Rewrite the data below, changing "chimney" to "smokestack" wherever it appears and leaving everything else the same.

------------------------------------------------------------

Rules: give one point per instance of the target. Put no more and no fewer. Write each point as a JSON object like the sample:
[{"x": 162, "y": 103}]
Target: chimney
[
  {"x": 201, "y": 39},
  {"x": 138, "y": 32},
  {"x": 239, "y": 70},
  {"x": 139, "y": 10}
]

------------------------------------------------------------

*Written response*:
Rules: give one point per instance of the target. Put no more and no fewer. Write each point as a JSON object like the sample:
[{"x": 162, "y": 103}]
Target: smokestack
[
  {"x": 201, "y": 39},
  {"x": 138, "y": 32},
  {"x": 239, "y": 70},
  {"x": 139, "y": 10}
]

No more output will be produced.